··· Source material ···
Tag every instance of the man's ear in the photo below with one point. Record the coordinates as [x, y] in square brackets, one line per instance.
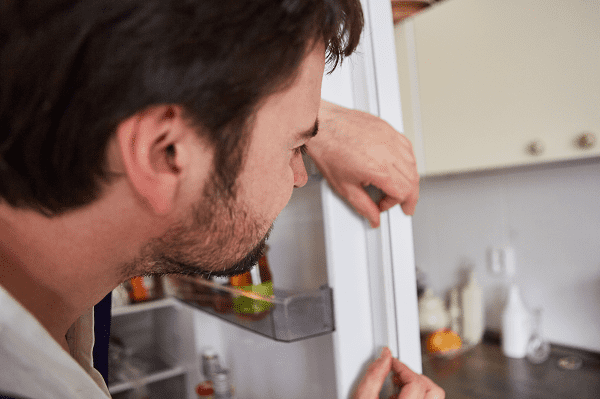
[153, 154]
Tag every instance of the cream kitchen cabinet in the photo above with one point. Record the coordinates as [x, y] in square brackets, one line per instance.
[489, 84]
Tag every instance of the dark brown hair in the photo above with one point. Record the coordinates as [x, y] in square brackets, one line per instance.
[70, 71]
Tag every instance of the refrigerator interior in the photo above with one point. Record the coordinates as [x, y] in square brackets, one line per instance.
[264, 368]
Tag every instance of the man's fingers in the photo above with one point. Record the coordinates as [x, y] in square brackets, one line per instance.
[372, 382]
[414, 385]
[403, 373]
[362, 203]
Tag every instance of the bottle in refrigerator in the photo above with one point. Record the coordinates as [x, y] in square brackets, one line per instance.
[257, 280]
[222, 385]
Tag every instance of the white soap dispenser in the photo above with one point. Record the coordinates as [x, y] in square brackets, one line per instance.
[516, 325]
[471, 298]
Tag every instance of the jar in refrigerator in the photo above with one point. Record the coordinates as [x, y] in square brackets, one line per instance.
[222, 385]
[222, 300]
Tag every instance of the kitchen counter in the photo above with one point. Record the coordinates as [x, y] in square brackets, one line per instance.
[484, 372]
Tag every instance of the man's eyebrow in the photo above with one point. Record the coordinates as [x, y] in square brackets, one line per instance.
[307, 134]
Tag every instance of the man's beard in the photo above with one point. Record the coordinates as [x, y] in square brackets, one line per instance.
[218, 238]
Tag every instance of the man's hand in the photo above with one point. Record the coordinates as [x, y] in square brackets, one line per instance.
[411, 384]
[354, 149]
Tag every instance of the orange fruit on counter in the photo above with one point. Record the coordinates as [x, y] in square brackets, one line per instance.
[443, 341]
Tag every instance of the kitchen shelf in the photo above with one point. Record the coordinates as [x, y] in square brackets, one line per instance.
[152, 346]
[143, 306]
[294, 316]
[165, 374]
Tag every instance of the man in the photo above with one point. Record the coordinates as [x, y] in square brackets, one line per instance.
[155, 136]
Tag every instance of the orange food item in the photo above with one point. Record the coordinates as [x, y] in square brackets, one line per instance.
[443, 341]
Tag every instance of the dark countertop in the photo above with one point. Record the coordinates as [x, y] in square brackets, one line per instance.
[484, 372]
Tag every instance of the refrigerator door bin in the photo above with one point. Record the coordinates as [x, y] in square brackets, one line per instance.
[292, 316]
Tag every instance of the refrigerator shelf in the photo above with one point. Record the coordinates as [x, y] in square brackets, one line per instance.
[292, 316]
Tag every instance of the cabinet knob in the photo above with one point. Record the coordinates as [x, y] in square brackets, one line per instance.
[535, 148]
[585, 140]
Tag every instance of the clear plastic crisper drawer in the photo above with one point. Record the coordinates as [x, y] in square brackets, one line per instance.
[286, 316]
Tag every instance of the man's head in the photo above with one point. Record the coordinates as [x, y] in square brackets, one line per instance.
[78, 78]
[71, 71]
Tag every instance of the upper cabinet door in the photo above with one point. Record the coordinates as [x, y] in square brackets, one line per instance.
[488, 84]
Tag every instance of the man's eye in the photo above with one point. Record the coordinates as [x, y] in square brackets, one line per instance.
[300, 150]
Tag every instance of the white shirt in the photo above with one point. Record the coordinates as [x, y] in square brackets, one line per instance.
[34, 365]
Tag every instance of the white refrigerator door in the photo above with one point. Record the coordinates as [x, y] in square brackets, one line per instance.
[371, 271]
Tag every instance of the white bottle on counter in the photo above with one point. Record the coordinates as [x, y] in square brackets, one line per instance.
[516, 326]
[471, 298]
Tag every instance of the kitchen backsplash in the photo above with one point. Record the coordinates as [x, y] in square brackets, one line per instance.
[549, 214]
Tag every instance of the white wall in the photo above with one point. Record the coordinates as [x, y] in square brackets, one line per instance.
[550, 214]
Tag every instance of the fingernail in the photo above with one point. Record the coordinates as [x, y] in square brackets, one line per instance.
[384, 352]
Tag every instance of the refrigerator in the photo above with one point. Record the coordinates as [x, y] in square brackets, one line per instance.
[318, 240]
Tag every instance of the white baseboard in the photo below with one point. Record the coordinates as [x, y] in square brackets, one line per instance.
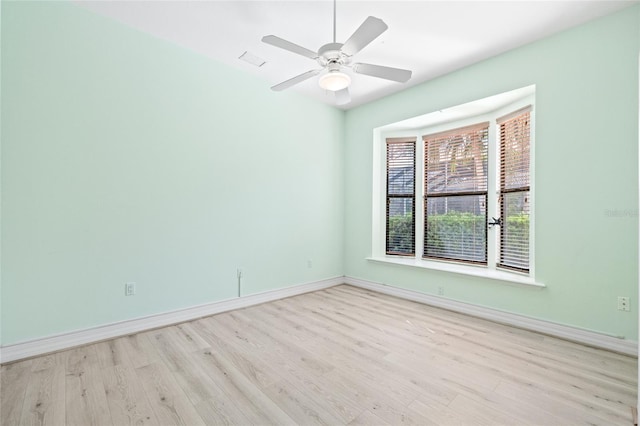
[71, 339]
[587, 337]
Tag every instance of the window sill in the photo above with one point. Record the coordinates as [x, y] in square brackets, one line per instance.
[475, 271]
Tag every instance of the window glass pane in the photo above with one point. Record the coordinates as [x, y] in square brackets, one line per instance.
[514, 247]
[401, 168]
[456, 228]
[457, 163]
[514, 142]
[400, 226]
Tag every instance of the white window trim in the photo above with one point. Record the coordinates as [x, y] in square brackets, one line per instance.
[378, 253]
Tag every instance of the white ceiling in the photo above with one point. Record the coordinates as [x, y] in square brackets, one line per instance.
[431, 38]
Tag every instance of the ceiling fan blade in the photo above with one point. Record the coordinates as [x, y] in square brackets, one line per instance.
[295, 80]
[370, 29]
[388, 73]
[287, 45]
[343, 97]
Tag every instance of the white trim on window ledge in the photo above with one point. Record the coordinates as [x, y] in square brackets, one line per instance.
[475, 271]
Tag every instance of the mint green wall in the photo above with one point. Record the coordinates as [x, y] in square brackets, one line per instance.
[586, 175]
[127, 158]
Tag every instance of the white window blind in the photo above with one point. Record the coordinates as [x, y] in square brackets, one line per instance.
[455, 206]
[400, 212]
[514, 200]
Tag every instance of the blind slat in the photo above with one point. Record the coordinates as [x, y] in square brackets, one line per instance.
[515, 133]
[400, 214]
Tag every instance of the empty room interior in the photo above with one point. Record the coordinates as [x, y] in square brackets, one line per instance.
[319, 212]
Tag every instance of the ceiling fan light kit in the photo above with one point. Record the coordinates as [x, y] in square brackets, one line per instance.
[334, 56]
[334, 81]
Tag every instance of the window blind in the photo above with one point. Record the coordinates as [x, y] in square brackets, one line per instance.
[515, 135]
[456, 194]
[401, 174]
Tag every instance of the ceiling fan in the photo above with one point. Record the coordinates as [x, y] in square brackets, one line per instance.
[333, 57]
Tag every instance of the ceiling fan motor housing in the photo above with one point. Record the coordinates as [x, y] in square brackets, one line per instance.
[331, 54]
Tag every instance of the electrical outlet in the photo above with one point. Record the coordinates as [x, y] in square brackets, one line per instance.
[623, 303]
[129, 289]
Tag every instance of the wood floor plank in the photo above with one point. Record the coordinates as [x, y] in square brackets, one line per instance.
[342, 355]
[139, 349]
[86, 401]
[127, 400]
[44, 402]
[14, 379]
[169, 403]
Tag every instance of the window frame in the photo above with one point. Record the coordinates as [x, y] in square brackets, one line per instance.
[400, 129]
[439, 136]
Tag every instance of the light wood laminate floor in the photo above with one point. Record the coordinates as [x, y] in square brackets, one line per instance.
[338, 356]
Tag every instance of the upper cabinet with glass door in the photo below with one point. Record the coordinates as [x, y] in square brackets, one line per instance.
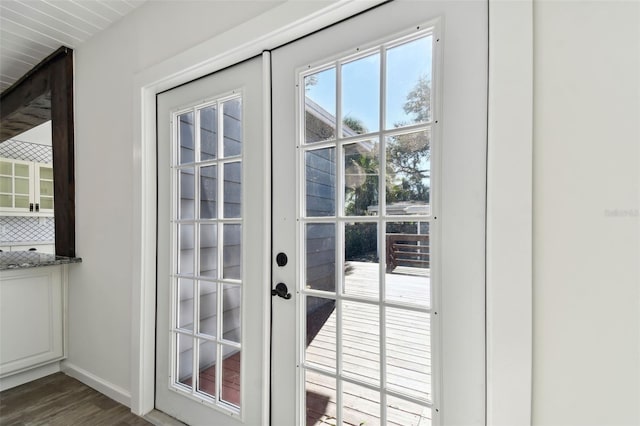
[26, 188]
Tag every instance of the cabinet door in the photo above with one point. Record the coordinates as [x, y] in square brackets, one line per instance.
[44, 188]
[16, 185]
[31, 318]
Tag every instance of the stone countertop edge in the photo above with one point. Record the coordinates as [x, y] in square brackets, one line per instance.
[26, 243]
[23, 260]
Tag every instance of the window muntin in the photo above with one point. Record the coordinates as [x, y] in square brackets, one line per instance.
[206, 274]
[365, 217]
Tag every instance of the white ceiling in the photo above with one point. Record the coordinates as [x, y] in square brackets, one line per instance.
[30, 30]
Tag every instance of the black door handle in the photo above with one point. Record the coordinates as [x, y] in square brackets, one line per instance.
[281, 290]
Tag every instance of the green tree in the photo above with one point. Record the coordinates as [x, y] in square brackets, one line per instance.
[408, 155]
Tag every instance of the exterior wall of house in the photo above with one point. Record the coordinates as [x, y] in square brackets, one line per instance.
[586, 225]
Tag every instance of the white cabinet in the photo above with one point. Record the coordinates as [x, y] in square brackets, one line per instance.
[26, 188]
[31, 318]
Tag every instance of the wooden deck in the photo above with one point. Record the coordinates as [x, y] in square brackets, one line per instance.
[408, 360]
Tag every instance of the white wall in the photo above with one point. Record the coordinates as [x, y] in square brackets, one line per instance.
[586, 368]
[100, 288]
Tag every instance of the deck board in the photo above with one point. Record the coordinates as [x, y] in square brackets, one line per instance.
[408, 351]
···
## Assigned task
Look for the line that contains "Tag every instance of the black" in the entries above. Set it down, along with all later lines, exactly as written.

## The answer
Tag every instance of the black door handle in the photo above with one point. Record the coordinates as [x, y] in square brackets, one line per instance.
[281, 290]
Tag every instance of the green tree in the photo above with one point. Record the coordinates as [x, y] in square brackets, one line per instance.
[408, 155]
Tag every instance of the exterior wall of house in the photo above with one point. Record the coordinates as [x, y] in square brackets, one line per instance.
[586, 225]
Tag every instance of the white cabinet in the photo above with one point. Record the coordinates as [x, y] in square brackets, one line per instance.
[26, 188]
[31, 318]
Tag every instance of the wooden deck in the photo above with one point. Record the coordinates as [x, y] in square brackets, one line per instance.
[408, 360]
Tag every instance of the white wall in the photo above with one point. Record the coordinates as [x, y] in square brackets, one line per instance.
[586, 368]
[100, 288]
Tag every instance of the deck board in the photo above with one point. Record the coordinates as [x, y] in square brackets, one line per instance.
[408, 351]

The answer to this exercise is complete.